--- Document extract ---
- - - - - - -

What this dot point is asking

Coordinate geometry studies lines and circles using algebra on the $xy$ -plane, and CCEA GCSE Further Mathematics adds the circle to the straight-line work. You must find gradients and equations of lines, use the parallel and perpendicular conditions, compute distances and midpoints, recognise and use the equation of a circle, and find the tangent to a circle at a point. The link between a radius and a tangent is the signature idea of this topic.

Lines, gradients and intercepts

The gradient measures steepness as the change in $y$ over the change in $x$ between two points. Once you know a gradient and a point, the point-gradient form $y - y_1 = m(x - x_1)$ gives the equation directly, which you then tidy into $y = mx + c$ form.

- - - - - - -

--- Excerpted data ---
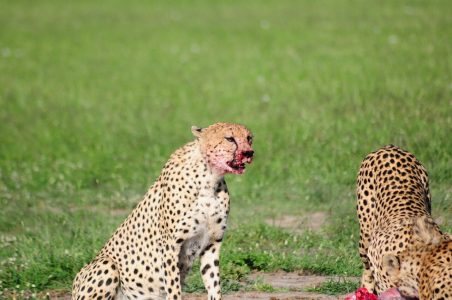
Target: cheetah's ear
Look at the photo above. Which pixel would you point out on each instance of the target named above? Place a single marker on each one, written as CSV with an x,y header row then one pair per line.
x,y
426,230
196,131
391,265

- - - - - - -

--- Exercise instructions ---
(a) Using the coordinate geometry text, say whether each statement agrees with it. Answer yes or no for each, quoting the deciding words. (i) The gradient is the change in x over the change in y. (ii) The text calls the link between a radius and a tangent the signature idea of the topic. (iii) The equation given by the point-gradient form is left in that form.
(b) Rewrite the coordinate geometry text from "Lines, gradients and" up to and including "mx + c$ form.", putting "slope" in place of "steepness".

--- Answers provided ---
(a)
(i) No: "The gradient measures steepness as the change in $y$ over the change in $x$ between two points."
(ii) Yes: "The link between a radius and a tangent is the signature idea of this topic."
(iii) No: "which you then tidy into $y = mx + c$ form."

(b)
Lines, gradients and intercepts

The gradient measures slope as the change in $y$ over the change in $x$ between two points. Once you know a gradient and a point, the point-gradient form $y - y_1 = m(x - x_1)$ gives the equation directly, which you then tidy into $y = mx + c$ form.